→ Task to carry out
Pick up the passage on handling ATLAS track timestamps in R right after its last sentence and write the next part.

→ Source excerpt

1.6 Filter trajectories
1.6.1 Handle time
Time in ATLAS tracks is represented by 64-bit integers (type long
) that specify time in milliseconds, starting from the beginning of 1970 (the UNIX epoch). This representation of time is called POSIX
time and is usually specified in seconds, not milliseconds.
Since about 1.6 billion seconds have passed since the beginning of 1970, current POSIX
times in milliseconds cannot be represented by R’s built-in 32-bit integers. A naive conversion results in truncation of out-of-range numbers leading to huge errors (dates many thousands of years in the future).
R does not natively support 64-bit integers. One option is to use the bit64 package, which adds 64-bit integer support to R.

Object pointing dataset rows

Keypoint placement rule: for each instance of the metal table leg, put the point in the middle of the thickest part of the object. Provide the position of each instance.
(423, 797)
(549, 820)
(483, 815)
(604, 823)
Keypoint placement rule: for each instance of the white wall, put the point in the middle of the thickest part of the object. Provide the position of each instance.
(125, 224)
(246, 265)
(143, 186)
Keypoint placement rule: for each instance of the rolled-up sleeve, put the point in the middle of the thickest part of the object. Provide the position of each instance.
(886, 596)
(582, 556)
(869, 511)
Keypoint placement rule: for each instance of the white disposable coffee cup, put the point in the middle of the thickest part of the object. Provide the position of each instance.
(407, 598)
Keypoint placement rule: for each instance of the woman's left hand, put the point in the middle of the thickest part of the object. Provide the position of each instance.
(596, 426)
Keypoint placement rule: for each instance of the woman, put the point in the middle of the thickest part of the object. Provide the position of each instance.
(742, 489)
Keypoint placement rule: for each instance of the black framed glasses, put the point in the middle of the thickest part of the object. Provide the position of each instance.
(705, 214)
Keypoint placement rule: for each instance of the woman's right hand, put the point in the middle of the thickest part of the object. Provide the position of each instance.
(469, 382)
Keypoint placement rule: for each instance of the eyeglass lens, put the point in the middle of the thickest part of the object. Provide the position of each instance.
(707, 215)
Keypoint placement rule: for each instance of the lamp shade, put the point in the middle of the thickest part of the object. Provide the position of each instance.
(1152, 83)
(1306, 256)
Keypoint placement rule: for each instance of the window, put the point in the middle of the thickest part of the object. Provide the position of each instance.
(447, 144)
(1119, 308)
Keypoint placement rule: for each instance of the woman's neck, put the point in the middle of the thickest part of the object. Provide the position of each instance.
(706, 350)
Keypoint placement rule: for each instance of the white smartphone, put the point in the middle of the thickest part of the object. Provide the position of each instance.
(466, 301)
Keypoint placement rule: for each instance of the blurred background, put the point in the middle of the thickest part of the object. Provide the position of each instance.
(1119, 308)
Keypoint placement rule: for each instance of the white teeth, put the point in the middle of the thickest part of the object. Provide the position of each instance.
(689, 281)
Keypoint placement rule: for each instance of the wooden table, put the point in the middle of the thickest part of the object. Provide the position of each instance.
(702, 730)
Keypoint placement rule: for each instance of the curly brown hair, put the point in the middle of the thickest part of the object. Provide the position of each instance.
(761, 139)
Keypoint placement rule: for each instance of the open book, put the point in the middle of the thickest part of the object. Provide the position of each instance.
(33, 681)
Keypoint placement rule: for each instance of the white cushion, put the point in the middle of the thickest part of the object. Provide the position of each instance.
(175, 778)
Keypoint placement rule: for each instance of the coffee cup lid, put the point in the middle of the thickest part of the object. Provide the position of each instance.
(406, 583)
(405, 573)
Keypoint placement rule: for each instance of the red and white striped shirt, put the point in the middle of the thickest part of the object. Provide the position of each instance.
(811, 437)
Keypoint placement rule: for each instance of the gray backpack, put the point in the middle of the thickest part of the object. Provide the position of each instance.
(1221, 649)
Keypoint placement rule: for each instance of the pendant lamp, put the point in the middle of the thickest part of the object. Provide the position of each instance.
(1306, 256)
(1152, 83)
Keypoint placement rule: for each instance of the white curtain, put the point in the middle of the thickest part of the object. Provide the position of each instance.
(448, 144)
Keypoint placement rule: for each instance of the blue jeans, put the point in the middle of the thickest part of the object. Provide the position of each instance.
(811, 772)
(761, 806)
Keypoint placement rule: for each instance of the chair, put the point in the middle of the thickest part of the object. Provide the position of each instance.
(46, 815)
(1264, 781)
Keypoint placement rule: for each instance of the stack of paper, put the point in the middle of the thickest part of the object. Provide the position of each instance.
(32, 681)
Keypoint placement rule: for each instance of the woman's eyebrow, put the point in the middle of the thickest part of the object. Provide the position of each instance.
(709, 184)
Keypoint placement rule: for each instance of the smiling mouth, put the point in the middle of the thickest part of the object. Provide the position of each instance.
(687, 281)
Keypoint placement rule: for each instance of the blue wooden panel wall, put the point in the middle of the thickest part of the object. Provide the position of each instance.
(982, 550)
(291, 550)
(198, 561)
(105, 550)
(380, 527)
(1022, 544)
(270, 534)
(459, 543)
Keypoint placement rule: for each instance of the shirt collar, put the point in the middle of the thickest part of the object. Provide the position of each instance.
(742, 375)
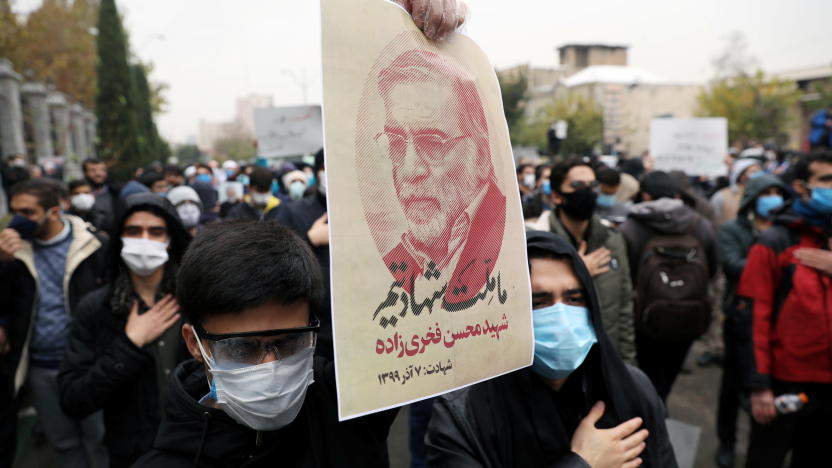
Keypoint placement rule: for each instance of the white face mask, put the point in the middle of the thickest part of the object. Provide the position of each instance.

→ Task output
A simpler solution is to convert the times to R’s built in double
data type (also called numeric
), which uses a 64-bit floating point representation. This representation can represent integers with up to 16 digits without error; we only need 13 digits to represent the number of milliseconds since 1970, so the conversion is error free. We can also perform the conversion and then divide by 1000 so that times are represented in seconds, not milliseconds; this simplifies speed estimation.
If second-resolution is accurate enough (it is for our purposes), the solution that we use is to divide times by 1000 to reduce the resolution from milliseconds to seconds and then to convert the time stamps to R integers.
In the spirit of not destroying data, we create a second lower-case column called time
to store this
1.6.2 Add speed and turning angle
# add incoming and outgoing speed
data[, `:=`(
speed_in = atl_get_speed(data,
x = "x",
y = "y",
time = "time"
),
speed_out = atl_get_speed(data, type = "out")
)]
# add turning angle
data[, angle := atl_turning_angle(data = data)]
Compare number of receivers and SD and speed.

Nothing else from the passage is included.